[Annotated coordinate records]
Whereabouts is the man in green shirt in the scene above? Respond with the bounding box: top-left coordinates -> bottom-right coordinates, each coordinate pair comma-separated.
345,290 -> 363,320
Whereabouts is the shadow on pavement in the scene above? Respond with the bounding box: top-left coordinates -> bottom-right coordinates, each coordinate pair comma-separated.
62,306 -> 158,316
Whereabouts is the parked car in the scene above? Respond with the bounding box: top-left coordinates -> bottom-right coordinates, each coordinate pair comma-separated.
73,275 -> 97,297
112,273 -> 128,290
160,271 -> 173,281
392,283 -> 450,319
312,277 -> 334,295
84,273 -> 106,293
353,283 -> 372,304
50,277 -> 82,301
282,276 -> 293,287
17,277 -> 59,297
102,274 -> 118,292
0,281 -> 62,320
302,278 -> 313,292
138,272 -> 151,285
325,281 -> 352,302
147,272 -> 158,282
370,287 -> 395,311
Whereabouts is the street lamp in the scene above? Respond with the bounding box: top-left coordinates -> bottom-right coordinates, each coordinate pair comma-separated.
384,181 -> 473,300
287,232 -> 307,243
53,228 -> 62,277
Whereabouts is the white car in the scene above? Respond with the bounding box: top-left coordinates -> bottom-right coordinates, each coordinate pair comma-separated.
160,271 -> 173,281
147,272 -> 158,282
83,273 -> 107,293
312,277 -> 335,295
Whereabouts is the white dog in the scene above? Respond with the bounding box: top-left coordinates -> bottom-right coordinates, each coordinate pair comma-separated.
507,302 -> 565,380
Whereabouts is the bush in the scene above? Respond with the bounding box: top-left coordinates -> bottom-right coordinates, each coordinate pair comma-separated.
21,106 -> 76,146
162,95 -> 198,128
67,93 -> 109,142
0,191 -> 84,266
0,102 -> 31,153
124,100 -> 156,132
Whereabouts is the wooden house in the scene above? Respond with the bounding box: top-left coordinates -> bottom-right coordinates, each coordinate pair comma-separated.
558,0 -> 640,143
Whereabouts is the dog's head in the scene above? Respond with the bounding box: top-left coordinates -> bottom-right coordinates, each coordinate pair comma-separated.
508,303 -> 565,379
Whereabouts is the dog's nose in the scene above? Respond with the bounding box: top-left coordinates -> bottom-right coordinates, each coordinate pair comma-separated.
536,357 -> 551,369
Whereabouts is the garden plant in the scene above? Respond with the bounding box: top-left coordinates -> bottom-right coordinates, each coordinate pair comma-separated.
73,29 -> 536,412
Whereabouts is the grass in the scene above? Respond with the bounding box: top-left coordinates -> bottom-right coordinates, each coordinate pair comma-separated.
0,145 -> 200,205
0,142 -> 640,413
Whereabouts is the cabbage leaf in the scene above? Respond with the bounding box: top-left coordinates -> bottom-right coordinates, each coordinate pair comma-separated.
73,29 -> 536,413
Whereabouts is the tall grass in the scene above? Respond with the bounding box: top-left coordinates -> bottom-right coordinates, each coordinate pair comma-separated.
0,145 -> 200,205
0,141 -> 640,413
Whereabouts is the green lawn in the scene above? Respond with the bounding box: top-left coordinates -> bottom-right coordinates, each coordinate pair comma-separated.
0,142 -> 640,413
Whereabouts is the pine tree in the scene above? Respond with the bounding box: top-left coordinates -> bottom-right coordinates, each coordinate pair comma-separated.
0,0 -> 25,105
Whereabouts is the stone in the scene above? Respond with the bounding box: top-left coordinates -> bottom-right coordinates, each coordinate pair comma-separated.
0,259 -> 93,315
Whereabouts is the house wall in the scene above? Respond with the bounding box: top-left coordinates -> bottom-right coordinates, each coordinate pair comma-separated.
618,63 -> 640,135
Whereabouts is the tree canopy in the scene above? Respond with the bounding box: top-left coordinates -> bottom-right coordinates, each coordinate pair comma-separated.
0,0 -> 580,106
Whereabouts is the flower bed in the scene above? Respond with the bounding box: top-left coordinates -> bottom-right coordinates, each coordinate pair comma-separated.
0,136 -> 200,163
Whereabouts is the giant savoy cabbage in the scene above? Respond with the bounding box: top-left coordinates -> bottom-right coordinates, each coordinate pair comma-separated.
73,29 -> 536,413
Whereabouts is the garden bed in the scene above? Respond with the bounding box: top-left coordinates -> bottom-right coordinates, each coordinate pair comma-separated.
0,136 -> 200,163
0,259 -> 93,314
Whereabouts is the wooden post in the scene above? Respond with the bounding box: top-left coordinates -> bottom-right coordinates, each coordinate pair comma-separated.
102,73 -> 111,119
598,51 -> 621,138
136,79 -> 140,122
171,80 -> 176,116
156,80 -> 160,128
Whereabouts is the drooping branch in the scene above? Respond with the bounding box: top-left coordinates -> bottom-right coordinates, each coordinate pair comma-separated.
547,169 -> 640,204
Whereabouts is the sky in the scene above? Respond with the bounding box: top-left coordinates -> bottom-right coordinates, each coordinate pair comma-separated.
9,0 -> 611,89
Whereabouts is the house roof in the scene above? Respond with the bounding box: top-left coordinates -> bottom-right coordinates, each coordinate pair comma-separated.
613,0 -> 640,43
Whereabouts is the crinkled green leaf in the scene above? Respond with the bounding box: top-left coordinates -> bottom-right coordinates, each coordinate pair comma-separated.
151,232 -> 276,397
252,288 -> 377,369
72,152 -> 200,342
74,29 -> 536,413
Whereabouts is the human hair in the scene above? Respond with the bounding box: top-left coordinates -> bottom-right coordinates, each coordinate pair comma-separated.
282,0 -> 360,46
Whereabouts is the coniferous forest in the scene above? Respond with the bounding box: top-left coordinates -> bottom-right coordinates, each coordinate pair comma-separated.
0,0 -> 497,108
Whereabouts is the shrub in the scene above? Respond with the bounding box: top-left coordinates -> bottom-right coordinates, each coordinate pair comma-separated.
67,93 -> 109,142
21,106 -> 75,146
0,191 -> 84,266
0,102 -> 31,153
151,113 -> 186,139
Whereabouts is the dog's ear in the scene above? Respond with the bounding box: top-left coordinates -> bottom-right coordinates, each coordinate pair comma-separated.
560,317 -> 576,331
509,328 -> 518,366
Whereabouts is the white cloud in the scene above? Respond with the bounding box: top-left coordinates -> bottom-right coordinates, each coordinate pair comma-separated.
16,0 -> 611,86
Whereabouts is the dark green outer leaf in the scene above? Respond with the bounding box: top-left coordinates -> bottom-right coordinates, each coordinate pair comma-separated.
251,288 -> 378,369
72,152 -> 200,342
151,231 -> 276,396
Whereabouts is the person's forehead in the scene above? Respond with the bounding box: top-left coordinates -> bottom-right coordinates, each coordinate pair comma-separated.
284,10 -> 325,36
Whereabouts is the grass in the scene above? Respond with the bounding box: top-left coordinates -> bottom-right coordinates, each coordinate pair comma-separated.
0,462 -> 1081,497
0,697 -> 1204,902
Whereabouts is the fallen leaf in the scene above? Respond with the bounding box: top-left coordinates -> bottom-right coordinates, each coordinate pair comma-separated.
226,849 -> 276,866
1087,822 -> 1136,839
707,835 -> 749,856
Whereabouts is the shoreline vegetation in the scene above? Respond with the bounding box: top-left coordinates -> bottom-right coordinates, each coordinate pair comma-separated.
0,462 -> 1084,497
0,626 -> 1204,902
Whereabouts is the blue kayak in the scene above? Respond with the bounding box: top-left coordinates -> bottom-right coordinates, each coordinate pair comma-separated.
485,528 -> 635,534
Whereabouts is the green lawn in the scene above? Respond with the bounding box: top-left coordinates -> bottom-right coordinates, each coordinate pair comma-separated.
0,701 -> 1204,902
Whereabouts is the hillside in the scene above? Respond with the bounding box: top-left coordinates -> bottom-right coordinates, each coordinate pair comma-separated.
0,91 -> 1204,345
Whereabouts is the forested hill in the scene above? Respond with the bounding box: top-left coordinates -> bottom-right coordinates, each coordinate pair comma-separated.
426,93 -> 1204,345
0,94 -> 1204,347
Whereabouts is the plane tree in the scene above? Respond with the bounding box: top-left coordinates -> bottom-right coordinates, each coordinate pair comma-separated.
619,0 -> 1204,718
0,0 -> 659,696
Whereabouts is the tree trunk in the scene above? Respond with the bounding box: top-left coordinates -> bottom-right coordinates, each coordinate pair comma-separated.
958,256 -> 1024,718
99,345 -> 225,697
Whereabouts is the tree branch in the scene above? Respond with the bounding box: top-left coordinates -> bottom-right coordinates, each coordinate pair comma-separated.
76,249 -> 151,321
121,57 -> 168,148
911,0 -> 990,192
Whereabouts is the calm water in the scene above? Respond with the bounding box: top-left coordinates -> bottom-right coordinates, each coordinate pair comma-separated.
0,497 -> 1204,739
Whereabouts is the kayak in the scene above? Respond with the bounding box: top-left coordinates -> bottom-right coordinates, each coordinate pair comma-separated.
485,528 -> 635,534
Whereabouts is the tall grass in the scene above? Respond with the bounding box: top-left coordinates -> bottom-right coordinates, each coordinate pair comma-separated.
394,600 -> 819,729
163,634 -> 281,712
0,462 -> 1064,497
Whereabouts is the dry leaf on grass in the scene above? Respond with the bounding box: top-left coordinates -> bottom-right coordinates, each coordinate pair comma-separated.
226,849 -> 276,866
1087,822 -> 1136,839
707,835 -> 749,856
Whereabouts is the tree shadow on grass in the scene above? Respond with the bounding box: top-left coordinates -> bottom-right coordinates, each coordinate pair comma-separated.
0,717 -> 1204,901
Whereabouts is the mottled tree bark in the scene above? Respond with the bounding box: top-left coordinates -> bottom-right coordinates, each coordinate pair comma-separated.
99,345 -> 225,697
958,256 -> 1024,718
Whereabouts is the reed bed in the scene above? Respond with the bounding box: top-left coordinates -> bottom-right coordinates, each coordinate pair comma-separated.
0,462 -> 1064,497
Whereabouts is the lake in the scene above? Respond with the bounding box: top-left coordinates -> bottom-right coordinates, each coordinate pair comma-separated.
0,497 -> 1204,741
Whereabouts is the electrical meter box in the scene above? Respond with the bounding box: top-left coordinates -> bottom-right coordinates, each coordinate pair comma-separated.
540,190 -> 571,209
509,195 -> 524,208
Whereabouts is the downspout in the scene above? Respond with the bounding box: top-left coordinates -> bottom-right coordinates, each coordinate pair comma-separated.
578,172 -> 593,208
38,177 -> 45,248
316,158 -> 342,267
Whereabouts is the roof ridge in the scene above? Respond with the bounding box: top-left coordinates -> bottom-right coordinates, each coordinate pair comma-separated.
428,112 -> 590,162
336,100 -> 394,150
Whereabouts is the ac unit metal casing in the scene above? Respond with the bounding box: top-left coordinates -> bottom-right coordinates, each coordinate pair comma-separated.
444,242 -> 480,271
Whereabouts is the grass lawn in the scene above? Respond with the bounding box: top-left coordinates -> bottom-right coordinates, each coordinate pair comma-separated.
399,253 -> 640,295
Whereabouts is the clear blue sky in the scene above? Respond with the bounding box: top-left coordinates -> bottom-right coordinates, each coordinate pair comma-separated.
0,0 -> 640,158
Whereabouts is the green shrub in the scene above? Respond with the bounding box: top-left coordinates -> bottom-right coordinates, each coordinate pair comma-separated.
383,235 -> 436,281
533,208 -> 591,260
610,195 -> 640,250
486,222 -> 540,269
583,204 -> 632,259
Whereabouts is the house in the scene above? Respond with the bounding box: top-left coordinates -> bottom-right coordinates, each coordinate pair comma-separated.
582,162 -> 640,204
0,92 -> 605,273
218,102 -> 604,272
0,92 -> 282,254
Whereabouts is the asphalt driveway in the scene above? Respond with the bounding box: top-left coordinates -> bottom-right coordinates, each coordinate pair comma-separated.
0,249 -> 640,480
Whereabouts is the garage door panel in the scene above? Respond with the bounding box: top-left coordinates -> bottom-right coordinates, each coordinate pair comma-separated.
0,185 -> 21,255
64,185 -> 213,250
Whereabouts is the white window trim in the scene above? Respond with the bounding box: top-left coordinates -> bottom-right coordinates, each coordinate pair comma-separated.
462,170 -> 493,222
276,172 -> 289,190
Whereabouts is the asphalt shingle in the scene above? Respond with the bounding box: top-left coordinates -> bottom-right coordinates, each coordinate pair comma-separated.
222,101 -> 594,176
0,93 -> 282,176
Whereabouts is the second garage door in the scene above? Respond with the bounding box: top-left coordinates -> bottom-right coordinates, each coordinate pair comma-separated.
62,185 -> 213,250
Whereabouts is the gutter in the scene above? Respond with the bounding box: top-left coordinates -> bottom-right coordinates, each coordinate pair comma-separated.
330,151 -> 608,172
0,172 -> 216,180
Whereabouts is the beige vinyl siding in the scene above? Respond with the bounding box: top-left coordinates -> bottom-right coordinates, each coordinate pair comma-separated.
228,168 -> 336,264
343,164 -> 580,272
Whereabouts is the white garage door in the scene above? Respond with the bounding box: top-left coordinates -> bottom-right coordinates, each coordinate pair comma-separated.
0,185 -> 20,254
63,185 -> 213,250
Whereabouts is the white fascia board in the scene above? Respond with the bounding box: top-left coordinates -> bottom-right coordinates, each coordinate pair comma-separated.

Task requirements →
Please write out the stretch of the material from its start through the line containing "62,306 -> 158,316", switching "green shirt" to "blue shirt" and leaving everything else unchanged.

Task output →
Whereabouts is the man in blue shirt in the scene above? Respond with the bounding box: top-left coordinates -> bottom-right coordinates, each coordinate pair comma-separated.
345,290 -> 363,320
Whereabouts is the shadow on pavement in the scene above? Respond with the bounding box: top-left coordinates -> bottom-right coordinates, each coordinate pair comma-separated.
62,306 -> 158,316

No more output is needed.